Filter these records by the string "light", copying each line that holds it.

Photo-based referring expression data:
┌──

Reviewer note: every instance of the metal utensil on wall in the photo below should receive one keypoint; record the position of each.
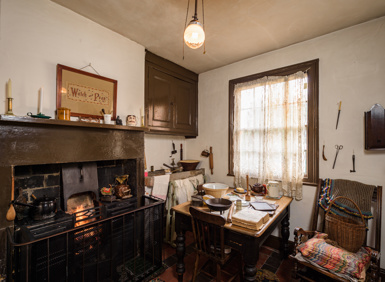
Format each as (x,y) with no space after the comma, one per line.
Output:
(338,116)
(338,148)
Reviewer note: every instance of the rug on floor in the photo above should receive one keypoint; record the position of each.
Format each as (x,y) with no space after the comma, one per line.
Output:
(264,275)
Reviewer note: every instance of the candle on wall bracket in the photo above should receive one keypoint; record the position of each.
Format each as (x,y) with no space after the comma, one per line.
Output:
(354,163)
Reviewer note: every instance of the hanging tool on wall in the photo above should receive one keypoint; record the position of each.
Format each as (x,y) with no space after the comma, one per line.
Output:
(323,153)
(354,163)
(211,159)
(338,147)
(338,116)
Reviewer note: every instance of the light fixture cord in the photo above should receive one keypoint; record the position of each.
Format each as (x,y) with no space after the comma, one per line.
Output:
(203,24)
(185,24)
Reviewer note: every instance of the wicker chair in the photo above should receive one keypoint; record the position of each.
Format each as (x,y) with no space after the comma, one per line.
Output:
(308,269)
(209,234)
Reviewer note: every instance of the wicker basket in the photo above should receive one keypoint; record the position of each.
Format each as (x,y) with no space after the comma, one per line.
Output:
(347,232)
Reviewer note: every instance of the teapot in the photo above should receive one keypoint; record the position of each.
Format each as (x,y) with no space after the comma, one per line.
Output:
(258,188)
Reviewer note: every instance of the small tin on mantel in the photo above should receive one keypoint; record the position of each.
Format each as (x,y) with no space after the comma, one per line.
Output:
(63,113)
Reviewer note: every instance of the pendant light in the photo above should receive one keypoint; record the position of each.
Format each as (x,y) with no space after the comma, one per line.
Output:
(194,34)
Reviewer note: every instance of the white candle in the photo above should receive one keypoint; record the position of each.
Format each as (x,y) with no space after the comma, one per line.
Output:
(39,110)
(9,89)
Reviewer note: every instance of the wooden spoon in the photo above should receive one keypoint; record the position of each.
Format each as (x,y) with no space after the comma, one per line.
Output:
(11,213)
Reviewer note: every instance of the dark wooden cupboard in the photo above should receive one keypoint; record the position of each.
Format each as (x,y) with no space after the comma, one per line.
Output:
(171,98)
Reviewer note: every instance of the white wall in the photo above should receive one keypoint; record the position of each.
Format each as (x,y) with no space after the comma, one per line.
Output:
(352,67)
(36,35)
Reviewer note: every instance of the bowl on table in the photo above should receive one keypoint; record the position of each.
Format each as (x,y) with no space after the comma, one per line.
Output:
(189,164)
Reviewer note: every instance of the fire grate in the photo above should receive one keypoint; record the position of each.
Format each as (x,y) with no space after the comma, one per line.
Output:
(125,247)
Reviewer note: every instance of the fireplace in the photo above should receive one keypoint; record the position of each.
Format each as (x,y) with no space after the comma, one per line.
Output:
(115,240)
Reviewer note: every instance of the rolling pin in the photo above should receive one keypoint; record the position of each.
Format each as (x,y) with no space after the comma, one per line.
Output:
(248,196)
(211,160)
(229,216)
(11,213)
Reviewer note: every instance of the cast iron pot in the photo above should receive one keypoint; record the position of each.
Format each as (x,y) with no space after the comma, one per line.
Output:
(218,204)
(42,208)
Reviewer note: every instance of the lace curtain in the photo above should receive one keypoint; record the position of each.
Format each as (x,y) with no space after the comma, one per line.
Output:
(270,135)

└──

WRITTEN RESPONSE:
Reviewer note: every instance of the light fixture cord in the photo above should receive one keypoint; record the position of each.
Reviewer note: every instance of the pendant light in the photo above should receive one keypoint; record the position of each.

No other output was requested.